#### Given text:
+---+
Tillage farmers are currently frustrated with the drawn out harvest and the unsettled weather.

Many have been looking forward to the next planting season and would be forgiven for pulling out the drill early in the season.

Last year’s wet autumn has also left people weary of waiting and taking a chance on weather being suitable for sowing into October.

In the 2019/2020 season, approximately 60% of the intended winter cereal area was planted, as wet ground conditions dominated the weather from the end of September on.

However, it is essential that farmers take a step back and remember the benefits of delaying drilling – that is of course provided that the weather holds up.


Delayed drilling can reduce the risk of barley yellow dwarf virus (BYDV) infection from aphids and can also reduce the incidence of diseases such as take-all.

Last autumn was the first without Redigo Deter – a seed dressing which provided protection against aphids and BYDV for up to eight weeks. Delayed sowing and poor weather kept BYDV pressure low.

However, BYDV has not gone away, there is widespread resistance to pyrethroids and while there is alternative chemistry available the answer to the problem is not in a can. Preventative measures can be taken first as part of an integrated pest management strategy.
+---+
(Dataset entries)
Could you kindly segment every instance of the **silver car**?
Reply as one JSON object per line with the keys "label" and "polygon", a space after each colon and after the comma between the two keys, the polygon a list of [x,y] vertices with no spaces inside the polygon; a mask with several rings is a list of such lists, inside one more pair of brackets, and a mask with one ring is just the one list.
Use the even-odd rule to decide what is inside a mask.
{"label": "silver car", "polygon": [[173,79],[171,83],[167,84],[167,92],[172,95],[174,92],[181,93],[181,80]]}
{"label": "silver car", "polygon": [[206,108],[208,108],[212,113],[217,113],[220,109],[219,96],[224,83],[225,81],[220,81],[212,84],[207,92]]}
+---+
#### Instructions:
a) In the tillage text, rewrite the part starting with "Tillage farmers are" and going on through "of September on.", changing "frustrated" to "annoyed".
b) According to the tillage text, why was only about 60% of the intended winter cereal area planted in the 2019/2020 season?

#### Answers to the tasks:
a)
Tillage farmers are currently annoyed with the drawn out harvest and the unsettled weather.

Many have been looking forward to the next planting season and would be forgiven for pulling out the drill early in the season.

Last year’s wet autumn has also left people weary of waiting and taking a chance on weather being suitable for sowing into October.

In the 2019/2020 season, approximately 60% of the intended winter cereal area was planted, as wet ground conditions dominated the weather from the end of September on.

b) Wet ground conditions dominated the weather from the end of September on.